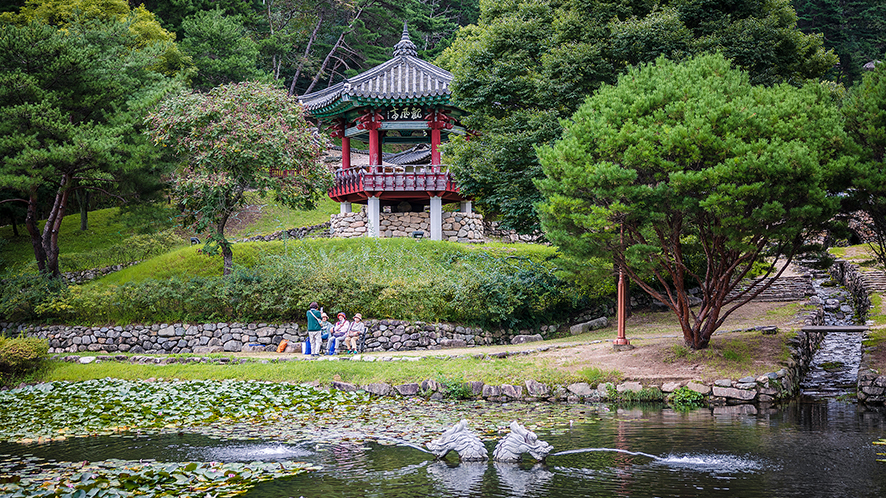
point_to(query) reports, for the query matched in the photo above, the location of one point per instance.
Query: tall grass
(381, 278)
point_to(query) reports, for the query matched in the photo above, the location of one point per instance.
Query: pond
(806, 448)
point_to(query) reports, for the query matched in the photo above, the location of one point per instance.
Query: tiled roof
(403, 79)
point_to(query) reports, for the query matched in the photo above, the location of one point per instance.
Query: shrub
(685, 398)
(20, 356)
(21, 295)
(395, 279)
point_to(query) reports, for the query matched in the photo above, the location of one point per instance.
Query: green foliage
(134, 478)
(594, 375)
(221, 49)
(108, 228)
(20, 355)
(21, 295)
(865, 112)
(854, 29)
(643, 395)
(232, 138)
(135, 248)
(694, 149)
(455, 389)
(402, 279)
(685, 398)
(528, 57)
(71, 102)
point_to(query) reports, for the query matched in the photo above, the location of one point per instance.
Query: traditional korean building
(402, 101)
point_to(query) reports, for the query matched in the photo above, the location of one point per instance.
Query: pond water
(813, 448)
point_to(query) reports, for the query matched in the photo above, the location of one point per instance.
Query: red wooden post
(374, 156)
(436, 122)
(435, 146)
(371, 121)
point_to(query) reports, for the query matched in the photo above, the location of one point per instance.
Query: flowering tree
(232, 138)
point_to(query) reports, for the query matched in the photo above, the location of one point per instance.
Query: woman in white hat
(357, 329)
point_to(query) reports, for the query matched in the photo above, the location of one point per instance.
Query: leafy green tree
(546, 56)
(865, 111)
(693, 154)
(221, 48)
(855, 29)
(233, 138)
(70, 107)
(144, 27)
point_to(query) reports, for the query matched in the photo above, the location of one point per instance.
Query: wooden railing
(418, 178)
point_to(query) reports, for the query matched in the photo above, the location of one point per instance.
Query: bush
(20, 356)
(399, 279)
(21, 295)
(685, 398)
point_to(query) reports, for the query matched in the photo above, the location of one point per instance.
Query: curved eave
(344, 105)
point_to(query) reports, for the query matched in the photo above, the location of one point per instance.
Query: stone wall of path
(871, 387)
(722, 394)
(208, 338)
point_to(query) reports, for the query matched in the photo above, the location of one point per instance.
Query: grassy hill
(490, 284)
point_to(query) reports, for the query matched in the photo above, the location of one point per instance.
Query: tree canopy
(681, 159)
(233, 138)
(71, 102)
(865, 111)
(528, 63)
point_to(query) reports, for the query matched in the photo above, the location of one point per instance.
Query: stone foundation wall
(313, 231)
(457, 227)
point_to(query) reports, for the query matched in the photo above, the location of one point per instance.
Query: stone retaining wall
(871, 386)
(382, 335)
(792, 288)
(851, 277)
(457, 227)
(313, 231)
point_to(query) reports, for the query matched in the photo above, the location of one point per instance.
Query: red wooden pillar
(338, 131)
(436, 122)
(435, 146)
(371, 121)
(345, 152)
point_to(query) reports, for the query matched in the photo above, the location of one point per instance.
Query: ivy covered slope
(491, 285)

THE PROBLEM | The expected output is each entry given again word for word, with pictures dropped.

ANSWER BOX |
point_to(query) reports, for the query matched in the photo above, the location of one point per instance.
Query: tall grass
(381, 278)
point_to(query) reports, for the query matched in the photo above, the location of one point per instance.
Query: pond
(806, 448)
point_to(query) reports, for the query matched in the photo above, the location of one point per instance.
Query: tiled roof
(403, 79)
point_to(query) reports, for the query matched in the photo above, the location of one point per instance.
Query: shrub
(685, 398)
(20, 356)
(21, 295)
(395, 279)
point_to(query) reports, for the query matched in the photo above, the location of one point per instance.
Query: green foliage
(134, 478)
(594, 375)
(221, 49)
(108, 228)
(20, 355)
(21, 295)
(865, 112)
(854, 29)
(643, 395)
(232, 138)
(135, 248)
(694, 149)
(455, 389)
(402, 279)
(685, 398)
(528, 57)
(71, 102)
point_to(query) reports, for the query matched in the photo above, the location of one point per instance.
Query: traditional korean building
(402, 101)
point_to(query) reports, for the query matched in the photo above, the location of one point per instance.
Query: pond water
(813, 448)
point_to(query) reports, for the query matched in the photo above, the location of one point per instance.
Query: red wooden post
(374, 156)
(436, 122)
(435, 146)
(371, 121)
point_to(query) reports, for the query matched in the photo above, the location of one point per instance.
Query: flowering tree
(232, 138)
point_to(query) reports, for the query matched in the photo above, the location of one point per instance.
Query: woman in white hat
(357, 329)
point_to(query) reports, for the query matched in the photo above, the location of one point per instance.
Query: leafy green tree
(546, 56)
(865, 111)
(693, 154)
(221, 48)
(855, 29)
(233, 138)
(70, 107)
(144, 27)
point_to(query) reports, for the query matched in the photo above, the location of one point per instance.
Query: wooden railing
(418, 178)
point_to(query) reports, for the query matched in the photo above, the location of one point per instance.
Query: bush
(20, 356)
(399, 279)
(21, 295)
(685, 398)
point_to(query) reports, for the query matched in the photo above, the location of one point per instance.
Query: curved eave
(344, 105)
point_to(query) reports, for the query matched in the photo above, the location of one point per instance.
Query: stone wall of path
(871, 387)
(722, 394)
(208, 338)
point_to(query) reports, for the query matched in the photo above, the location of one point per instance.
Query: grassy hill
(490, 284)
point_to(query) reports, for the query matched in the photo above, the location of one point per instance.
Query: tree canopy
(681, 159)
(233, 138)
(71, 102)
(865, 111)
(528, 63)
point_to(query) reports, for the query matched in the photo above, the location of one point per instance.
Query: stone foundation wall
(313, 231)
(457, 227)
point_to(query) reports, for the query matched in the photo above, the location of one point per instance.
Query: stone retaining wall
(871, 386)
(382, 335)
(792, 288)
(851, 277)
(457, 227)
(313, 231)
point_to(query) reports, for the query matched in the photo above, the location of one point per instance.
Query: red wooden pillar
(338, 131)
(436, 122)
(435, 146)
(371, 121)
(345, 152)
point_to(query) reports, for the query matched in the photo above, the location of one point per instance.
Query: ivy covered slope
(491, 285)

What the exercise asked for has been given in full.